→ WORK REQUIRED
Write the next part of the memoir passage about getting Little Britain onto television, starting after its last sentence.

Despite the good reviews, television was still not taking much notice of the series. Graham Linehan was and still is a close friend. He’s a legendary and much loved figure in the world of comedy, his work at the time including Father Ted, Big Train and Black Books. I told him that even with a successful radio series we were struggling to make it on to TV.
‘I want to help you and Matt,’ he told me one night at the pub. ‘Little Britain is a good show – it’s a great show. I’ll direct the pilot for you.’
‘Oh Graham, thanks …’
‘I won’t do the series. I can’t. I’ve got too many other projects to do. But if my name can help you get Little Britain on to television, then I’d be happy to help.’
His endorsement was like being anointed by the Comedy Pope. Suddenly BBC television executives sat up and took notice: ‘If Graham Linehan thinks it’s good, then it must be …’
The new channel BBC3 was preparing to launch in a year. Having already made two series of Rock Profile (and the strangely unfunny special Rock the Blind ) for a digital channel, we were reluctant to give the series to them. We needed to be on terrestrial television with our contemporaries. Matt and I wanted a large audience to see us, and to be able to tour after the series had come out. It was pretty much impossible to sell a tour unless you were on one of the major TV channels. Our success at Edinburgh convinced us we could deliver a good live show as performers, and now we had the material too.
However, Jane Root, who ran BBC2 at the time, never warmed to us, so we went to see Stuart Murphy, the controller of BBC3.
BBC3 had trendy offices, and on the wall a poster which read:
The BBC3 viewer is –
Jacqui
23
Likes pubs and clubs
Single but dating regularly
Drinks Bacardi Breezers
Works in PR
Earns £25,000+ a year
Spends her money on CDs and clothes
Holidays in Greece
As Matt, Graham and I sat outside Stuart’s office, I stared at it and said, ‘Is that their only viewer?’
Of course ‘Jacqui’ was meant to be representative of who their viewers might be; whether our show would appeal to ‘Jacqui’ was beyond me. The average age for listeners on Radio 4 was fifty-five.

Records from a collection
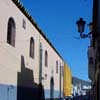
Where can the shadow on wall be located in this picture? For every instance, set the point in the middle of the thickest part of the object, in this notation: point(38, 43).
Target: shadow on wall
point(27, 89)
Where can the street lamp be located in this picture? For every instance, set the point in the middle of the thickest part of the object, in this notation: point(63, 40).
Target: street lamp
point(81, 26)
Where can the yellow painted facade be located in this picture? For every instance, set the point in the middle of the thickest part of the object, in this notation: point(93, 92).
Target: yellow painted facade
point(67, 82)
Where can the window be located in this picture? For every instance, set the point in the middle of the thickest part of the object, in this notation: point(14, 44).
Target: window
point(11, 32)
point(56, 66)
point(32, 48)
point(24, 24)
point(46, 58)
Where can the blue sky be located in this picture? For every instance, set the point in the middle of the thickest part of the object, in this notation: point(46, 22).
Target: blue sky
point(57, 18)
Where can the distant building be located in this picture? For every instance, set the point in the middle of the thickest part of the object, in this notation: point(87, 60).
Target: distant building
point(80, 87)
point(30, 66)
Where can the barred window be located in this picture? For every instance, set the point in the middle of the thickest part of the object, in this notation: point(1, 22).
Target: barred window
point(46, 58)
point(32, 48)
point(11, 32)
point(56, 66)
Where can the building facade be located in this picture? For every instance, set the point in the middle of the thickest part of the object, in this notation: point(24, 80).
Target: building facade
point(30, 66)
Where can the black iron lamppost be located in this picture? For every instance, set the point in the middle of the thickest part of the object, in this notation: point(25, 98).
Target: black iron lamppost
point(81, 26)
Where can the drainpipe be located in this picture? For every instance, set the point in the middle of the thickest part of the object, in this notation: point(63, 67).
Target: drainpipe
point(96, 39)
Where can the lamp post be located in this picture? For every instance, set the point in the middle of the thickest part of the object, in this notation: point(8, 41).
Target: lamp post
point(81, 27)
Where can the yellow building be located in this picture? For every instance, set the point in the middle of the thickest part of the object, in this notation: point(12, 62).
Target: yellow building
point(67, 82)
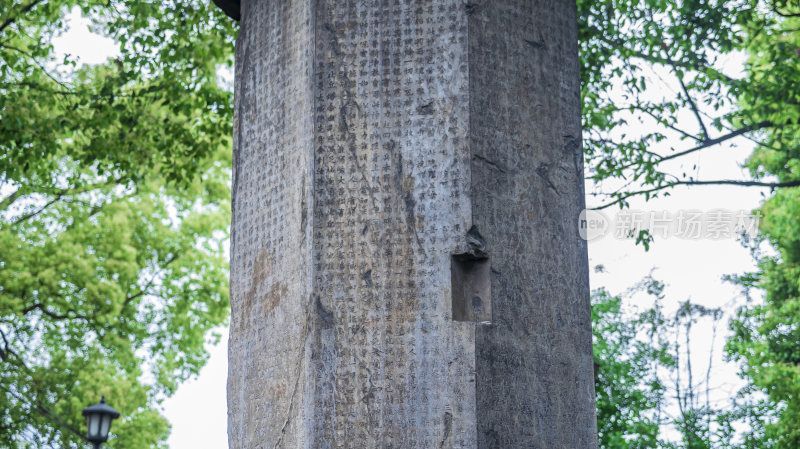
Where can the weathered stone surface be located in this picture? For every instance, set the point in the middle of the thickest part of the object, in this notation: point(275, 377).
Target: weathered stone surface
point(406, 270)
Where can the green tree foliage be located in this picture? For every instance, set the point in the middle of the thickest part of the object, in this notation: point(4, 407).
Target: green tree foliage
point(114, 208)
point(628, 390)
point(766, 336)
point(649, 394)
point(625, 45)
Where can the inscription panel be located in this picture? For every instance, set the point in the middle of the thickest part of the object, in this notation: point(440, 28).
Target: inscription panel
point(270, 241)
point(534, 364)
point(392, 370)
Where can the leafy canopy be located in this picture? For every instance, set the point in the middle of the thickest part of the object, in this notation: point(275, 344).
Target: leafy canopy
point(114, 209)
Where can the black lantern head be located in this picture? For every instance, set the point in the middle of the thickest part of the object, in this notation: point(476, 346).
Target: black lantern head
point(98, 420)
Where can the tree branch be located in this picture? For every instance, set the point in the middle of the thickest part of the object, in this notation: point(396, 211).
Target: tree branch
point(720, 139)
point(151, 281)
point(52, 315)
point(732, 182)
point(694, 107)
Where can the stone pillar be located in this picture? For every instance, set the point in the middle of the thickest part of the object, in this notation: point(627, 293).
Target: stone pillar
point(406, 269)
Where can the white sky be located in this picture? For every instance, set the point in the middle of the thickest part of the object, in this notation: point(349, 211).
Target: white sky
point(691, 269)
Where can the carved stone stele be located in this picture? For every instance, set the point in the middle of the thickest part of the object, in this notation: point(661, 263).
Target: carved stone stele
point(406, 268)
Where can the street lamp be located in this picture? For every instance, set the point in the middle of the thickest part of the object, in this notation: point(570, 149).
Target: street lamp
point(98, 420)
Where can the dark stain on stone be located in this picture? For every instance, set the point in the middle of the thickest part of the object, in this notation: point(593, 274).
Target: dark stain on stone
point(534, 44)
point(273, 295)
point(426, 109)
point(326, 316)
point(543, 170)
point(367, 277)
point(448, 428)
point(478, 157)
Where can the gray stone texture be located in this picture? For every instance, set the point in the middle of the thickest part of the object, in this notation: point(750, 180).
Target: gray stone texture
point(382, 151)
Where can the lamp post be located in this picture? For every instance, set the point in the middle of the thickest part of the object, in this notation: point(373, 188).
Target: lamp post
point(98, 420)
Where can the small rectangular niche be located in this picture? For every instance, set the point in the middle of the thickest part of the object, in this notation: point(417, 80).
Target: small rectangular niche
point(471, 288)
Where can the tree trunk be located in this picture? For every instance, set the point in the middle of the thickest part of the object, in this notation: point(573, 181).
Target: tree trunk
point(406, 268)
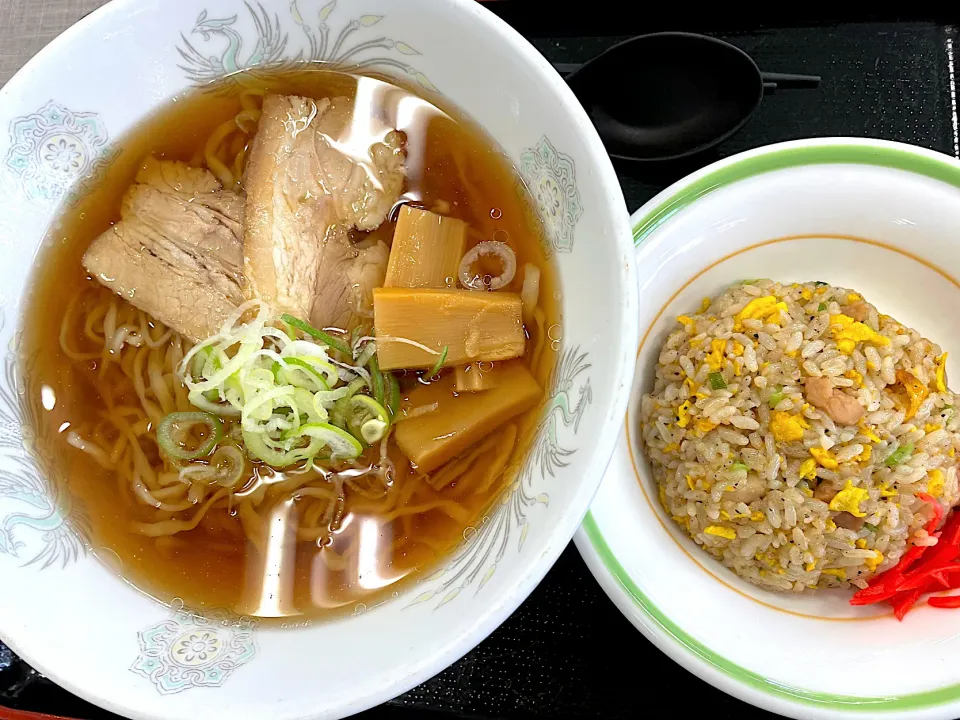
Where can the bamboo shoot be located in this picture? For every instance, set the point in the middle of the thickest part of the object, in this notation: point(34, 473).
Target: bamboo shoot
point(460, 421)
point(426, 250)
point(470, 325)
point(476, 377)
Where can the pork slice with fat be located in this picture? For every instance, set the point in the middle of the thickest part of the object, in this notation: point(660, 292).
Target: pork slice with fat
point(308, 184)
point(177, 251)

→ TASK OUTPUT
A secretary took us into Stuart’s office.
‘Have you heard the radio series?’ prompted Graham.
‘I haven’t had a chance to listen to it yet,’ Stuart said, ‘but I’ve got the tapes right here on my desk.’ My heart sank. ‘But I’m a big fan of Rock Profile and of course Shooting Stars.’
‘Thanks,’ said Matt.
I nodded a thank you, as I had only been in Shooting Stars for ten seconds so didn’t feel I was in any position to take any credit for it.
Stuart’s ideas were not to any of our tastes.
‘We can put dance music on all the sketches and release a CD of it afterwards,’ he said.
‘That’s not important,’ I said.
‘It is important, David. The marketing of the show is very important.’
Tense.
‘What’s important to me is that it’s funny,’ said Graham. ‘And I think it’s very funny.’
‘We want to be as big as the Two Ronnies,’ said Matt.
This is what clinched it for Stuart.
‘I love the Two Ronnies,’ he said. ‘I will give you the money to go and make a pilot, and then I can put it out on the launch night of BBC3 next year.’
Walking out of the office, I said to Graham, ‘What about the thing about having dance music on the sketches? That would kill them stone dead.’
‘Oh that doesn’t matter. We’ll just take his money and make the show we want to make,’ he said, obviously a great deal more experienced at dealing with television executives than me. ‘He won’t remember what he said in the meeting. They never do.’
Graham is not only a master of comedy, he’s also a student, forever reading books about the art of screenwriting, and expounding upon it. He bought me a book by William Goldman (screenwriter of Butch Cassidy and the Sundance Kid, All the President’s Men, Marathon Man, The Stepford Wives, Heat, The Princess Bride) called Adventures in the Screen Trade for my birthday one year. Its first sentence is ‘Nobody knows anything.’ Goldman was writing about Hollywood and how no one truly knows how to have a hit movie. The same of course can be said of a hit TV series.
However, Graham knew more than we did. He certainly knew something about comedy. Delivering three consecutive television hits – and co-creating Ted and Ralph for The Fast Show, that sublime comic reworking of Lady Chatterley’s Lover along the way – was no fluke.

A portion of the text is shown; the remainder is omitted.